## begin

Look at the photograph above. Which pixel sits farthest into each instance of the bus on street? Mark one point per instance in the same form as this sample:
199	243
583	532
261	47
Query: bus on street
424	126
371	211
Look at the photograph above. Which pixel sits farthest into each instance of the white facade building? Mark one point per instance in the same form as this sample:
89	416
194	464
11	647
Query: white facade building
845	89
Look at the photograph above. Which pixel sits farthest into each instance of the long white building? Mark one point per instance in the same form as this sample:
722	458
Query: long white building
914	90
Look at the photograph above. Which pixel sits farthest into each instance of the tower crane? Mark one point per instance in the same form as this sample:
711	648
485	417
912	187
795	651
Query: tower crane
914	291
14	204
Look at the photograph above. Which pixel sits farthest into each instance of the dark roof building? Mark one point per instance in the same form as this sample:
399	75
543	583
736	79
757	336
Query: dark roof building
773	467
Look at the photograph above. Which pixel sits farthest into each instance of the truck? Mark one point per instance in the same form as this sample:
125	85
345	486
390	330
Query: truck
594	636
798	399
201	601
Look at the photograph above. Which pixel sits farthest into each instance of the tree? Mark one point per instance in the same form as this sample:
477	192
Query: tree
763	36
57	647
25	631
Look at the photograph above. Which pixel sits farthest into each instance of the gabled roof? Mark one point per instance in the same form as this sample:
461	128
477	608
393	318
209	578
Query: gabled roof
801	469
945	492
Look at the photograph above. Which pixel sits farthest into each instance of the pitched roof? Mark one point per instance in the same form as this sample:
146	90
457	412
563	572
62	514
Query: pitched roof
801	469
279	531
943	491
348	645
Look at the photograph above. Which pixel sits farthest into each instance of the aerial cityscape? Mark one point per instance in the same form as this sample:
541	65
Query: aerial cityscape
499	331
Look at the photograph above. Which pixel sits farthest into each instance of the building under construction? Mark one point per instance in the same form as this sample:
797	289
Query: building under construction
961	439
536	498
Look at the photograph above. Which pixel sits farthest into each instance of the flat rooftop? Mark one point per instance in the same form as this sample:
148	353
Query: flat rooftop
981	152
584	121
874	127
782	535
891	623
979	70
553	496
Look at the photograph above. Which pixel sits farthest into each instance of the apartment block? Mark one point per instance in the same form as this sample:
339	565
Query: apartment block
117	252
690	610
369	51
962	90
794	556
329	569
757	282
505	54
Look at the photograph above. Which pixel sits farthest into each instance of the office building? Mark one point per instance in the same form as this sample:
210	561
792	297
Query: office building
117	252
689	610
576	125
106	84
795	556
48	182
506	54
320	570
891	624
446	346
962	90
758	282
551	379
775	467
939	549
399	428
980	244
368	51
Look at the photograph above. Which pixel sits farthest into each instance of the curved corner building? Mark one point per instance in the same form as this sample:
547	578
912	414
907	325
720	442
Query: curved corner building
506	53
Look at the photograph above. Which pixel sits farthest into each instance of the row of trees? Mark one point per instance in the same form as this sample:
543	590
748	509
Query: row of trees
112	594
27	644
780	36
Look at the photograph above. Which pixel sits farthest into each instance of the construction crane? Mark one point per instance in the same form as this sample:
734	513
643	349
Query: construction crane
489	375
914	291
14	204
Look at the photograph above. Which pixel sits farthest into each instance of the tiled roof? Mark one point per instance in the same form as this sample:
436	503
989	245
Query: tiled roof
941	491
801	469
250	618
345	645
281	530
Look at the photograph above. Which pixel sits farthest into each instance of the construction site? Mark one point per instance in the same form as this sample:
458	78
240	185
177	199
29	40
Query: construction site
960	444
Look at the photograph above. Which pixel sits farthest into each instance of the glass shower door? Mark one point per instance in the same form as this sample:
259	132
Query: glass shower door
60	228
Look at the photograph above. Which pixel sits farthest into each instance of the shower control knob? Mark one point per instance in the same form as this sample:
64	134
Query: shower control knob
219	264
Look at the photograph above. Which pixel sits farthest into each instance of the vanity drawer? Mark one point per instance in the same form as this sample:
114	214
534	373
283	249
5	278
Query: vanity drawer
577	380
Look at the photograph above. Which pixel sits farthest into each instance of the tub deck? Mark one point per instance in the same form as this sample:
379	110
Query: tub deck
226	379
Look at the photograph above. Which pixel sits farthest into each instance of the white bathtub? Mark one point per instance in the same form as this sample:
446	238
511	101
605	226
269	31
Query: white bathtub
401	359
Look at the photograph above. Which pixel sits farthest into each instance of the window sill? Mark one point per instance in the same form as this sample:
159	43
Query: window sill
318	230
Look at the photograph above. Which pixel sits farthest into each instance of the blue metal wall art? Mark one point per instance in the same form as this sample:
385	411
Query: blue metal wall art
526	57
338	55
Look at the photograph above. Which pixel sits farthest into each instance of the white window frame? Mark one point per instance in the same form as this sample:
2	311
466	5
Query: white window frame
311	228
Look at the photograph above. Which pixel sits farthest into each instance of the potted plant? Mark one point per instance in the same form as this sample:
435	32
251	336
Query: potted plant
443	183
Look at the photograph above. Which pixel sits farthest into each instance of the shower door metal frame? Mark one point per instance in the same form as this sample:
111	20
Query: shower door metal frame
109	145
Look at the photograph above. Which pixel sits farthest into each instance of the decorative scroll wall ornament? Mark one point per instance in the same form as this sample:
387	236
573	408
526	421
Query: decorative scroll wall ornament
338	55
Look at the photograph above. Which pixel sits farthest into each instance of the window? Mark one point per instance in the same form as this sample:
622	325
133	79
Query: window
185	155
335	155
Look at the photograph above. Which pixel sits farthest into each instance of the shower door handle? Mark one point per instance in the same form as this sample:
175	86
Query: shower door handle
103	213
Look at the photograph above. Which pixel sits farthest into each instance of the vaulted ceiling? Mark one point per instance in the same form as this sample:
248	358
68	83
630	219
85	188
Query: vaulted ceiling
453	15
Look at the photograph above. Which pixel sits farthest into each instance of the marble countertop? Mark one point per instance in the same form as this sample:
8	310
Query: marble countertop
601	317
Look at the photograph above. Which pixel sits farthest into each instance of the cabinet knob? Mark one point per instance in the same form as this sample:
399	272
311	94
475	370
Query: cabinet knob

## end

■ INSTRUCTION ■
Starting at the line that contains "of the vaulted", retype each line through the end of the listing above and nothing else.

■ COMPLETE RESPONSE ■
Look at the photograph above. Which pixel sits farthest into each instance of the vaulted ceiling? Mark one point per instance in the same form as this sample:
248	358
68	83
630	219
85	188
Query: vaulted ceiling
453	15
Look at the photograph above. Which pixel sits farthest into each instance of the marble countertop? Mark one point per instance in the same form as this sample:
8	310
Query: marble countertop
601	317
Look at the photograph above. Which pixel sits farthest into each instance of the cabinet knob? Mark one point per instance in the same form as this sample:
399	272
311	94
475	370
Query: cabinet knob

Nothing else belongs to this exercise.